* Text block *
....................

In 1974, the State Supreme Court ruled that the statute of limitations was tolled if the employer failed to give the employee notice of the right to file a workers’ compensation claim (Reynolds v. WCAB, 12 Cal. 3d 726, 729 (1974)). This means that until the applicant visits a doctor who informs the applicant that he or she has CT, the statute is tolled.
 
The typical CT filing list claims that virtually every body part is injured, a practice often referred to as “skin and contents” pleading. The retired athlete would then go through a long list of injuries when testifying, and claim any and all surgeries and treatments received. The athlete did not seem to know, and this was the critical legal fact, that collectively all of the injuries amounted to CT and that the retired athlete could file a “CT claim.”
 
In theory, a CT claim should be based on specific employment-based injuries rather than on various micro injuries. For retired athletes, however, all injuries go into the CT claim, as the applicant strives to reach a 70 percent disability rating and its attendant lifetime stream of payments.
 
Moreover, California always interpreted its laws so as to always find benefits. Judges not only construed the laws, but also the facts, in the way most favorable to the retired players. The employer has the burden of proof to demonstrate that it gave the employeeproper notice to avoid tolling the statute of limitations (Cal. Labor Code § 5409), and it was very easy for the workers’ compensation judge (WCJ) to make a finding that the player did not know of his or her right to file a CT. In fact, the WCJs were quick to apply the so-called Reynolds notice retroactively in claims that preceded the Reynolds decision by decades.
 
They also made a consistent practice of holding that filing multiple workers’ compensation claims for specific injuries in various states did not equate to knowledge that one could come to California decades later and file a CT claim.
 
California also had the most liberal jurisdiction laws in the country. Historically, all it took was for an out-of-state player to play a single game in California, and the case could be heard in California and California’s expansive laws and payments would be applied. A leading case, Injured Worker’ Insurance Fund of the State of Maryland v. Workers’ Compensation Appeals Board (WCAB) and Cleveland Crosby made this clear. Crosby was never a resident of California. He never played for a California team. None of his professional contracts were signed in California, yet the WCAB found jurisdiction. Simply playing “a game in California while employed by the Baltimore Colts” was enough for the WCAB to conclude that California had jurisdiction over Maryland for Crosby’s CT injury (66 Cal. Comp Case 923, 925 (2001)). Given the number of California teams, it became inevitable that most professional athletes would eventually play that single game in the Golden State, thus unlocking the vaults.
 
The WCAB further explained jurisdiction in Roundfield v. Washington Wizards, Atlanta Hawks, Detroit Pistons, Indiana Pacers, and their respective insurance carriers. There must be both personal jurisdiction over the defendant and subject matter jurisdiction over the claim. Personal jurisdiction was established as a result of the employer-teams playing games in California (Cal. Wrk. Comp. P.D. Lexis 26, at 4. See, also Martin v. Detroit Lions, 32 Cal. App. 3d 472 1971)). Roundfield, like Crosby, was not a California resident, during the period of CT, nor did he enter into his employment contracts in California. Regardless, he played games in California while employed by the Wizards, and those games created part of the CT (Roundfield, Cal. Wrk. Comp P.D. 26 at 6).

....................

* Material *

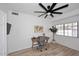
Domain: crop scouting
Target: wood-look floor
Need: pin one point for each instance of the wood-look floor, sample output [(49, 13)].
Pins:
[(53, 50)]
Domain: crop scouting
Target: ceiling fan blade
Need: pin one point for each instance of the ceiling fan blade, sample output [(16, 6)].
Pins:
[(42, 6), (45, 16), (41, 15), (51, 15), (57, 13), (52, 6), (39, 11), (61, 7)]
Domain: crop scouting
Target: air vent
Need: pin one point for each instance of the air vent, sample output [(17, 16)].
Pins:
[(14, 13)]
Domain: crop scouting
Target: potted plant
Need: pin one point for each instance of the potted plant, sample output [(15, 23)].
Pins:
[(53, 30)]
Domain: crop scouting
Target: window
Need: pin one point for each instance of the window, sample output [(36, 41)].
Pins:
[(60, 29), (74, 29), (69, 29)]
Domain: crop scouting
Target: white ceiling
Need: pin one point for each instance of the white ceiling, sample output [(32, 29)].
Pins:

....................

* Requirements *
1: Do these statements agree with the passage on retired athletes' workers' compensation claims in California? Answer yes or no for each and quote the words that decide it: (a) Cleveland Crosby signed one of his professional contracts in California. (b) The Reynolds ruling came from the State Supreme Court in 1974. (c) Roundfield lived in California during the period of CT.
2: Which professional sports teams are named in the passage on retired athletes' workers' compensation claims in California?
3: Could you continue the passage on retired athletes' workers' compensation claims in California, picking up after its final sentence?

* Answers to the exercise *
1:
(a) No: "None of his professional contracts were signed in California"
(b) Yes: "In 1974, the State Supreme Court ruled that the statute of limitations was tolled"
(c) No: "Roundfield, like Crosby, was not a California resident, during the period of CT"

2: Baltimore Colts, Washington Wizards, Atlanta Hawks, Detroit Pistons, Indiana Pacers, Detroit Lions

3:
 
To further ensure an easy recovery, California has imposed CT liability on the employer during the last 12 months of injurious exposure (Cal. Labor Code § 5412). As a result, the Wizards were forced to pay Roundfield for the CT attributed to his prior ten years of professional basketball. Similarly, in Gregory Foster v. Toronto Raptors, the Raptors were required to compensate Foster for a CT period that included time spent playing in another continent, for another team with no connections to the US (2013 Cal. Wrk. Comp. P.D. LEXIS 253 (2013)).
 
If there is no jurisdiction over the actual final employer, then liability simply rolls back to the last employer with California jurisdiction (see Cal. Labor Code § 55005, and Reginald Clark v. Green Bay Packers et al., WCAB Case No. ADJ7539200 (2014), wherein the Kansas City Chiefs was Clark’s last employer, however, since he never played in California while employed by the Chiefs, liability rolled back to the previous employer, the Packers). The result was even more striking in Tampa Bay Bucs v. WCAB and Eric Curry (73 Cal. Comp Case 9-44 (2008)). Curry played for the Jacksonville Jaguars for four years after playing for the Bucs, but since there was no jurisdiction over Jacksonville, the Bucs paid for four years of subsequent CT exposure and injuries. One wonders what sort of CT notice the Bucs could have given Curry that would have prevented a tolling of the statute of limitations.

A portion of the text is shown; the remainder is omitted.